Provided data
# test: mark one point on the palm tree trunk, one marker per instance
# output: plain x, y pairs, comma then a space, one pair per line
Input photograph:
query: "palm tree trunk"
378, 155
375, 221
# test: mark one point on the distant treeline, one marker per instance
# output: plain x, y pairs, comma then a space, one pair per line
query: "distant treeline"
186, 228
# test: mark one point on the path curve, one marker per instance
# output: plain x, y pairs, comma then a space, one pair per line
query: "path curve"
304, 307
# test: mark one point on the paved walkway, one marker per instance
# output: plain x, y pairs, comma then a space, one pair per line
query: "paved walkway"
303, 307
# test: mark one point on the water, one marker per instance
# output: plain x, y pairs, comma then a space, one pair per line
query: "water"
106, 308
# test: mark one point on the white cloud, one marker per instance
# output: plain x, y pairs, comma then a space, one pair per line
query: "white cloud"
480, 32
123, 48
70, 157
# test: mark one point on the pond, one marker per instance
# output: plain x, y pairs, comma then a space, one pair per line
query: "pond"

Instructions to follow
Convert each line of the material above into a JSON array of strings, one string per line, with blank lines omitted.

Task result
[
  "# test: mark one point on the palm tree trunk, one marker per instance",
  "# output: plain x, y pairs, comma then a space, one pair per line",
  "Input photograph:",
  "query: \"palm tree trunk\"",
  "378, 155",
  "375, 221",
  "# test: mark one point on the distant treeline, one marker per instance",
  "# output: plain x, y pairs, comma then a space, one pair per line",
  "query: \"distant treeline\"",
  "186, 228",
  "# test: mark one point on the path curve, one marker per instance",
  "# output: plain x, y pairs, comma then a space, one pair per line",
  "query: \"path curve\"",
  "304, 307",
  "# test: mark one point on the paved walkway, one marker per instance",
  "# output: plain x, y pairs, comma then a space, one pair per line",
  "query: \"paved walkway\"",
  "303, 307",
  "# test: mark one point on the water, one marker per instance",
  "# output: plain x, y pairs, comma then a space, one pair per line",
  "query: \"water\"",
  "106, 308",
  "# test: mark one point on the white cloud, one marker per instance",
  "# output: plain x, y pairs, comma then a space, one pair per line",
  "query: \"white cloud\"",
  "480, 32",
  "123, 48",
  "70, 157",
  "# test: mark one point on the pond, one marker per instance",
  "# output: plain x, y pairs, comma then a space, one pair per line",
  "query: \"pond\""
]